In addition to the fights over abortion and sick leave, lawmakers of both parties were incensed that the stadium-funding measure was filed at the 11th-hour with no input from the general public.
They have also criticized its cost, pointing to the fact that it was approved by the House days after that chamber, in a move that blindsided senators, cut roughly $500 million in spending that would have funded construction projects across the state, including $48.2 million for a mental health hospital in Kansas City.
“A lot of senators were concerned that, you know, they felt like it was rushed, wasn’t vetted, didn’t go to committee, all that stuff,” said Rep. Chris Brown, a Kansas City Republican who filed the proposal as an amendment to another bill on the House floor.
Brown acknowledged that there were probably also negotiations going on behind the scenes that tanked the stadiums bill, which he framed as “a little quid pro quo stuff that didn’t quite work out.”
+ + + + +
▶ [QUESTIONS]
a. Please write out the stadium-funding passage word for word, everything from "In addition to" down to "the House floor.".
b. Extend the stadium-funding passage with new sentences that pick up after its final line.
The records come from a separate source, unrelated to the stadium-funding passage.

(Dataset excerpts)
+ + + + +
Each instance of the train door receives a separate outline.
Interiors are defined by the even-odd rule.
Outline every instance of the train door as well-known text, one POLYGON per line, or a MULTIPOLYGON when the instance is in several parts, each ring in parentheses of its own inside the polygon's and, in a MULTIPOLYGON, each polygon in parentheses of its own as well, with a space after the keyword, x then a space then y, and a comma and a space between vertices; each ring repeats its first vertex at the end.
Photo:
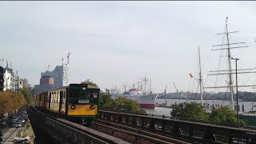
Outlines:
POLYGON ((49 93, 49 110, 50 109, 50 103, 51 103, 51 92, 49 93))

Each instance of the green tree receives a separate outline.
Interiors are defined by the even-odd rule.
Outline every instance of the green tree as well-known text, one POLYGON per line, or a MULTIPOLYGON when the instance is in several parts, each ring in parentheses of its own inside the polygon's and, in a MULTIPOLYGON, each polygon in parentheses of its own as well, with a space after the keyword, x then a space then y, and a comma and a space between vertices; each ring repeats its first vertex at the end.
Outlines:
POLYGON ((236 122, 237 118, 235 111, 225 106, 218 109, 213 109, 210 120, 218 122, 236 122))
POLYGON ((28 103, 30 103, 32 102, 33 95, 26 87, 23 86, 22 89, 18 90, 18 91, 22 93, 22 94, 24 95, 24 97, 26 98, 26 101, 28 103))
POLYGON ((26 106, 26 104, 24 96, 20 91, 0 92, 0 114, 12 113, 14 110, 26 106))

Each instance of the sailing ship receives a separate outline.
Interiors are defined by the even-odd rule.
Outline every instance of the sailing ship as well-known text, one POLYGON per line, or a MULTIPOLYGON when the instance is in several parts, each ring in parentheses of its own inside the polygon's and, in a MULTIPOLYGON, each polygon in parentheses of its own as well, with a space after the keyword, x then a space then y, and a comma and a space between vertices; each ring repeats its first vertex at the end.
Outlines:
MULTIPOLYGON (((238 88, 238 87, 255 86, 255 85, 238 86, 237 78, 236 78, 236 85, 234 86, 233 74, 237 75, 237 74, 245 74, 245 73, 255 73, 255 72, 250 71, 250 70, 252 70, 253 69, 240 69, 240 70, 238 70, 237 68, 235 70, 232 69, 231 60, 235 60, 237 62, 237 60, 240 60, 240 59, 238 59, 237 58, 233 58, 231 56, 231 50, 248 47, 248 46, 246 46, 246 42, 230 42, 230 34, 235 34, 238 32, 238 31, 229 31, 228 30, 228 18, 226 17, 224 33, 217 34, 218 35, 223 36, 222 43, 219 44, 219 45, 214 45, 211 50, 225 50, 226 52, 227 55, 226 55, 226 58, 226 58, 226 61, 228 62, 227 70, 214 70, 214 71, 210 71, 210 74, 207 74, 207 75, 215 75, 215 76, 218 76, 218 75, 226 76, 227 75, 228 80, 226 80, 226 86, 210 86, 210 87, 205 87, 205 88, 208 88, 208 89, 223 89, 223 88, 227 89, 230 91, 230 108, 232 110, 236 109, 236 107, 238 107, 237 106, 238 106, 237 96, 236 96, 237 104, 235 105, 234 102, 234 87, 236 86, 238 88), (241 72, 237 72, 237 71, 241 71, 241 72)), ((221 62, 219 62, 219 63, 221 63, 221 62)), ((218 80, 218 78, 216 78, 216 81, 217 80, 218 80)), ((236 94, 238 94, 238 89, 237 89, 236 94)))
+ + + + +
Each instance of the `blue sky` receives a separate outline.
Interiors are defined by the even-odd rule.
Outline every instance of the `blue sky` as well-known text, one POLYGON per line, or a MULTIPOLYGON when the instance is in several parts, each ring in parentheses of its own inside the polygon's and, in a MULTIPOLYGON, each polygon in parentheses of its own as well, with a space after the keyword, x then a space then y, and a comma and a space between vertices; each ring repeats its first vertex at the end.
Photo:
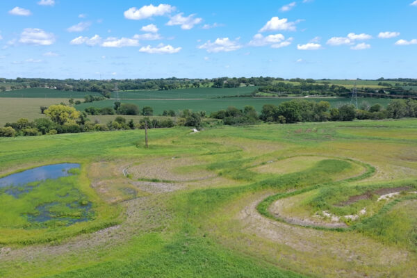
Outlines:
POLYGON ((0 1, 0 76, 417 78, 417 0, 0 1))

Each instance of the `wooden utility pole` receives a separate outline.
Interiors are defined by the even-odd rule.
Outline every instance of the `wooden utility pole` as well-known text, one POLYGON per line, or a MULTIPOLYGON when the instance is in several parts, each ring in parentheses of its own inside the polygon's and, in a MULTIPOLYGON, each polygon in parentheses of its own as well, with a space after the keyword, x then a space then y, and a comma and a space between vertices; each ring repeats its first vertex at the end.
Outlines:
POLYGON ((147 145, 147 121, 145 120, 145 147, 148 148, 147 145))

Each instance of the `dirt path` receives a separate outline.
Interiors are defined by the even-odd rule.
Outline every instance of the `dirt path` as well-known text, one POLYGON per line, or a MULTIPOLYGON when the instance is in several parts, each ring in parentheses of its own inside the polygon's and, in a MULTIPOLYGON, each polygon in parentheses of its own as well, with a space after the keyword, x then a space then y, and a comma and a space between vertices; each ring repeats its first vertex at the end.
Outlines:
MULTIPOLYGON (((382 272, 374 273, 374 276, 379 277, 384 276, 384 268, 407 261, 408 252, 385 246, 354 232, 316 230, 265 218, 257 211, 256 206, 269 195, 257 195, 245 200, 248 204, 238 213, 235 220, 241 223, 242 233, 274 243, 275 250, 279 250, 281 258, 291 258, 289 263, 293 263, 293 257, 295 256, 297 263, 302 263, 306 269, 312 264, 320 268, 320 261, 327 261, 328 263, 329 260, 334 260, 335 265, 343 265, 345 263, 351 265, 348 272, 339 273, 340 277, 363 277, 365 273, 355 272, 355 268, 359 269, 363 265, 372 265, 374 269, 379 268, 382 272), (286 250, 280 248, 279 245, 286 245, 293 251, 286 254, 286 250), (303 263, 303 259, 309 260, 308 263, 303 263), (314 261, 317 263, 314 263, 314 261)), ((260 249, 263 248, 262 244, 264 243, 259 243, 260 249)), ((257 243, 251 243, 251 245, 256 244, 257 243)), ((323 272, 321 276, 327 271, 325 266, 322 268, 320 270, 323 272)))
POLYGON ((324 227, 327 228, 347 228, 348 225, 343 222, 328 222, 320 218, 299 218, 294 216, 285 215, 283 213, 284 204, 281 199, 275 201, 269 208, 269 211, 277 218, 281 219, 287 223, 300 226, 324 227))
+ + + + +
▶ [ANSWERS GIVEN]
a.
In addition to the fights over abortion and sick leave, lawmakers of both parties were incensed that the stadium-funding measure was filed at the 11th-hour with no input from the general public.
They have also criticized its cost, pointing to the fact that it was approved by the House days after that chamber, in a move that blindsided senators, cut roughly $500 million in spending that would have funded construction projects across the state, including $48.2 million for a mental health hospital in Kansas City.
“A lot of senators were concerned that, you know, they felt like it was rushed, wasn’t vetted, didn’t go to committee, all that stuff,” said Rep. Chris Brown, a Kansas City Republican who filed the proposal as an amendment to another bill on the House floor.

b.
Failed response to Kansas
Approval of the last-ditch plan would have marked Missouri’s most expansive proposal to keep the Chiefs and Royals since Jackson County voters in April 2024 rejected a stadiums sales tax. After that vote, Kansas lawmakers approved a sweeping proposal to offer supercharged bonds to finance up to 70% of the cost of new stadiums for one or both teams.
Sen. Kurtis Gregory, a Marshall Republican who sponsored the underlying bill with Brown’s amendment, told The Star that it was unfortunate the bill failed. However, he expressed cautious optimism that Kehoe would call lawmakers back into a special session to pass it.
“I think there’s definitely a special session at play,” he said. “I don’t think that we want to let this opportunity pass.”
The measure, if passed, would hand the Chiefs and Royals a large incentive to remain in Missouri without requiring either team to commit to a specific stadium location. The package also wouldn’t prohibit the Royals from moving from Jackson County into North Kansas City in Clay County — a possibility that has garnered renewed public interest in recent weeks.
The plan relies on bonds and tax credits that could pay for up to half the costs of upgrading or building new stadiums. It would allow the Chiefs and Royals to apply for aid but the state would have to sign off on each project.
Under the plan, the total amount of state funding will be capped at 30 years and cannot exceed 50% of the total project costs. The proposal will also require contributions from local governments.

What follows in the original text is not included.